Supplied text >>
========

Fitting a Collider in a Quantum Computer: Tackling the Challenges of Quantum Machine Learning for Big Datasets

Authors: Miguel Caçador Peixoto (1), Nuno Filipe Castro (1,2), Miguel Crispim Romão (1,3), Maria Gabriela Jordão Oliveira (1), Inês Ochoa (4)

1 - LIP - Laboratório de Instrumentação e Física Experimental de Partículas, Escola de Ciências, Campus de Gualtar, Universidade do Minho, 4701-057 Braga, Portugal

2 - Departamento de Física, Escola de Ciências, Campus de Gualtar, Universidade do Minho, 4701-057 Braga, Portugal

3 - Department of Physics and Astronomy, University of Southampton, SO17 1BJ Southampton, United Kingdom

4 - LIP - Laboratório de Instrumentação e Física Experimental de Partículas, Av. Prof. Gama Pinto, 2, 1649-003 Lisboa, Portugal

Abstract

The current quantum systems have significant limitations affecting the processing of large datasets and high dimensionality typical of high energy physics. In the current work, feature and data prototype selection techniques were studied within this context. A grid search was performed and quantum machine learning models were trained and benchmarked against classic shallow machine learning methods, trained both in the reduced and the complete datasets. The performance of the quantum algorithms was found to be comparable to the classic ones, even when using large datasets.

Install

1. Pre-requisites

Software

• Unix-based operating system (Linux)
• Python 3.8+

Hardware

Hardware requirements may vary, depending on the amount of parallelism your machine is capable of.

For our case, this code ran on a server with 112 threads, which meant that during training 112 QC emulations were being run at a single time (Pennylane's 'default.qubit' simulator is single-core locked). With this workload, around 50Gb of RAM were being used.

2. Makefile

A standard GNU Make file is provided to help you get things set up locally.

The Makefile has these commands available and can be accessed by make <COMMAND>.

help                	💬 This help message
install             	📦 Install dependencies and download data.
download            	📥 Download data from the web.
preprocess          	📈 Pre-process data.
run_sbs             	🏃 Run the feature selection SBS algorithm.
run_kmeans          	🏃‍♀️ Generate the KMeans algorithm dataset.
run_gridsearch      	🏋️‍♀️ Train VQCs, SVMs, and LR based on the grid search specified in config.
run_qc              	👨‍💻 Infer the best-performing VQC on IBM's quantum computers.
run_best_kmeans     	🏋️‍♀️ Train the 3 models of the best-performing HP set on the KMeans dataset and infer performance on the test dataset.

So for getting things set up just run:

make install

This should install everything automatically. More specifically, it will create a python environment, install all the necessary modules and download the dataset.

========

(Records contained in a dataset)
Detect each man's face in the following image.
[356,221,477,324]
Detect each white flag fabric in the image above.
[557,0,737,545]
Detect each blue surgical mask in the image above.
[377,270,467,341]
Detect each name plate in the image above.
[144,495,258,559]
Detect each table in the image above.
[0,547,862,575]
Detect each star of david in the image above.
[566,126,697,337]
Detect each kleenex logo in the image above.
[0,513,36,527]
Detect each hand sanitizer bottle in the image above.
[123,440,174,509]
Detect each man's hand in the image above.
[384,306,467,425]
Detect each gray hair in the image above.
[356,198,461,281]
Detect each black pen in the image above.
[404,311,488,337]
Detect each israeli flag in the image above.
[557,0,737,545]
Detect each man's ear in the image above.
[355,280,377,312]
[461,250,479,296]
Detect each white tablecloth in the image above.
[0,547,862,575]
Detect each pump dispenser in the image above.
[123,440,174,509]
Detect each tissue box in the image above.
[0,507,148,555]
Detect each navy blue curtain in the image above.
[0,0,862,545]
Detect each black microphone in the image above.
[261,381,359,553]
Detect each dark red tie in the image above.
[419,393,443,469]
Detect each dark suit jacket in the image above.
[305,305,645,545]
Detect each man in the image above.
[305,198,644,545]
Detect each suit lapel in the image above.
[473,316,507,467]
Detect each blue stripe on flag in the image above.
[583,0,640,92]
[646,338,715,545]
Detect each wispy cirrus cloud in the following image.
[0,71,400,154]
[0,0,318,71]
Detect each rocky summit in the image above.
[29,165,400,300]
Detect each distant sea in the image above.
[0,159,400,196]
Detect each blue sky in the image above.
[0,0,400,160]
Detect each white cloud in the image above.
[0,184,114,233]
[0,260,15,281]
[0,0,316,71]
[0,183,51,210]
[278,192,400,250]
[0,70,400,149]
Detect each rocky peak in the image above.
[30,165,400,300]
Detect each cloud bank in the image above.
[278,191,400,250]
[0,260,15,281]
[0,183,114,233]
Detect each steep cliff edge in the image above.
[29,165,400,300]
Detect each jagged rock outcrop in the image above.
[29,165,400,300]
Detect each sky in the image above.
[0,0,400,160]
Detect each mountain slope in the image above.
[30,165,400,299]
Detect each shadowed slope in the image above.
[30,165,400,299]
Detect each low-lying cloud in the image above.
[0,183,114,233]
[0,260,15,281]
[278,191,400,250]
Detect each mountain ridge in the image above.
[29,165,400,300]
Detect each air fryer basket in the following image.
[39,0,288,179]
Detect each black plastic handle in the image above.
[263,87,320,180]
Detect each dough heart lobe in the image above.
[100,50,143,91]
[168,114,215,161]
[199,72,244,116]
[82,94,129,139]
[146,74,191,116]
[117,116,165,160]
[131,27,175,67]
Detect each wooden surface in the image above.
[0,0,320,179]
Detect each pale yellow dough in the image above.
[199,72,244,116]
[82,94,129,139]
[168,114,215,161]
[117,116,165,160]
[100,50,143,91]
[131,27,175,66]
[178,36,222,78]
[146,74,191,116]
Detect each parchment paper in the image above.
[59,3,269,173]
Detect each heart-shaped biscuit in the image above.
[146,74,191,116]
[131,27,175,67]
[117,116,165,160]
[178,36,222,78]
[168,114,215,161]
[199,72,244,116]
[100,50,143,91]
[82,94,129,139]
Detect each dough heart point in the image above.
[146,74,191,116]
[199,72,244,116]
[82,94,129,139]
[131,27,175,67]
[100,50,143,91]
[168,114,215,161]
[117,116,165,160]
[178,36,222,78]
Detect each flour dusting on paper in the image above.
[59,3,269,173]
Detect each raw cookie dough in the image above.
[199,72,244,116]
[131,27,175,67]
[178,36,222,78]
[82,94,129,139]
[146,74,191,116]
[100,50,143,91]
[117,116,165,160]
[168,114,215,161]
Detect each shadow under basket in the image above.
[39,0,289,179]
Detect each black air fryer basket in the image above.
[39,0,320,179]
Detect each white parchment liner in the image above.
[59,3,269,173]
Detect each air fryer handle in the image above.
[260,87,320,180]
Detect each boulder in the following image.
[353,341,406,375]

========

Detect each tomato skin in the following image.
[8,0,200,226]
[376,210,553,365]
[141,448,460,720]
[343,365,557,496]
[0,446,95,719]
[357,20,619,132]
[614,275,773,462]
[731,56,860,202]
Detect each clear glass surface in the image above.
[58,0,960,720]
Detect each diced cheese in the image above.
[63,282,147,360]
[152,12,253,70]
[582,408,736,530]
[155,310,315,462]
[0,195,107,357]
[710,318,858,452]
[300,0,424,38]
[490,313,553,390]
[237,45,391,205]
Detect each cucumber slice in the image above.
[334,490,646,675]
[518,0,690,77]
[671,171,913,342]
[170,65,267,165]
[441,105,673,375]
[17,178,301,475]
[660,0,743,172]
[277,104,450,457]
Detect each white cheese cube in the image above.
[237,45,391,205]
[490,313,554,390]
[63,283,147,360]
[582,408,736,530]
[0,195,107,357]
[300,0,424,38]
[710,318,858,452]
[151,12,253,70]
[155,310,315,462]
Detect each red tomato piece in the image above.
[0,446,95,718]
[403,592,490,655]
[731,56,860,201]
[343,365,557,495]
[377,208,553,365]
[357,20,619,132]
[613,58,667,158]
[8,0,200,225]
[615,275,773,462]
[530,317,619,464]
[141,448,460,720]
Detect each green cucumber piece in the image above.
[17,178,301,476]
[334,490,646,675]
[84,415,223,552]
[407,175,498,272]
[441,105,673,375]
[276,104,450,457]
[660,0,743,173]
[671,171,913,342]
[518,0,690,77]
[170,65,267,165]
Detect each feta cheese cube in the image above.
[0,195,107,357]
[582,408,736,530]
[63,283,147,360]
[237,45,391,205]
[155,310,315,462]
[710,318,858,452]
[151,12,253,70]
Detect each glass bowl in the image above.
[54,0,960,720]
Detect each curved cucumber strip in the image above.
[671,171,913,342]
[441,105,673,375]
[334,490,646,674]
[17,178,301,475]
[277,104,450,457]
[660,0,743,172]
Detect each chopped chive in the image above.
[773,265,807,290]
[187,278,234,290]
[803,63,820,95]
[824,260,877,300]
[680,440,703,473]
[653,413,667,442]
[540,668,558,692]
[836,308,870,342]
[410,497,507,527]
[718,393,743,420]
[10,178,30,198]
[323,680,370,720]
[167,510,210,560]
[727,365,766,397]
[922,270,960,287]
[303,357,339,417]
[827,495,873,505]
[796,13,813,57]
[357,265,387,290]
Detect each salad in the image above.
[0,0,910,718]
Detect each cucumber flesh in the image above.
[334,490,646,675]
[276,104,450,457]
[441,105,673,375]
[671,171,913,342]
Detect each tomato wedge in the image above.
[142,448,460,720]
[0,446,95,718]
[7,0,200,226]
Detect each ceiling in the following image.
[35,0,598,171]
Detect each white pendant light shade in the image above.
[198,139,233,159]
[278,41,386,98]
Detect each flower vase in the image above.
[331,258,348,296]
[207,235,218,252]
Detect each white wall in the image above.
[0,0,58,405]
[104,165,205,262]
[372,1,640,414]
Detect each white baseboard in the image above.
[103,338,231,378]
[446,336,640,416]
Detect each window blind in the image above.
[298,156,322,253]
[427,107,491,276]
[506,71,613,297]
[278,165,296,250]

========

Stated task A >> Reproduce the passage of the project description starting at "3 - Department" and ending at "using large datasets.", without altering any word.
Stated task B >> Using the project description, explain why 112 quantum computer emulations were running simultaneously during training.
Stated task C >> According to the project description, approximately how much RAM was in use under the 112-emulation workload?

Finished answer A >>
3 - Department of Physics and Astronomy, University of Southampton, SO17 1BJ Southampton, United Kingdom

4 - LIP - Laboratório de Instrumentação e Física Experimental de Partículas, Av. Prof. Gama Pinto, 2, 1649-003 Lisboa, Portugal

Abstract

The current quantum systems have significant limitations affecting the processing of large datasets and high dimensionality typical of high energy physics. In the current work, feature and data prototype selection techniques were studied within this context. A grid search was performed and quantum machine learning models were trained and benchmarked against classic shallow machine learning methods, trained both in the reduced and the complete datasets. The performance of the quantum algorithms was found to be comparable to the classic ones, even when using large datasets.

Finished answer B >> The code ran on a server with 112 threads, and Pennylane's 'default.qubit' simulator is single-core locked. As a result, each thread ran one emulation at a time.

Finished answer C >> Around 50Gb of RAM.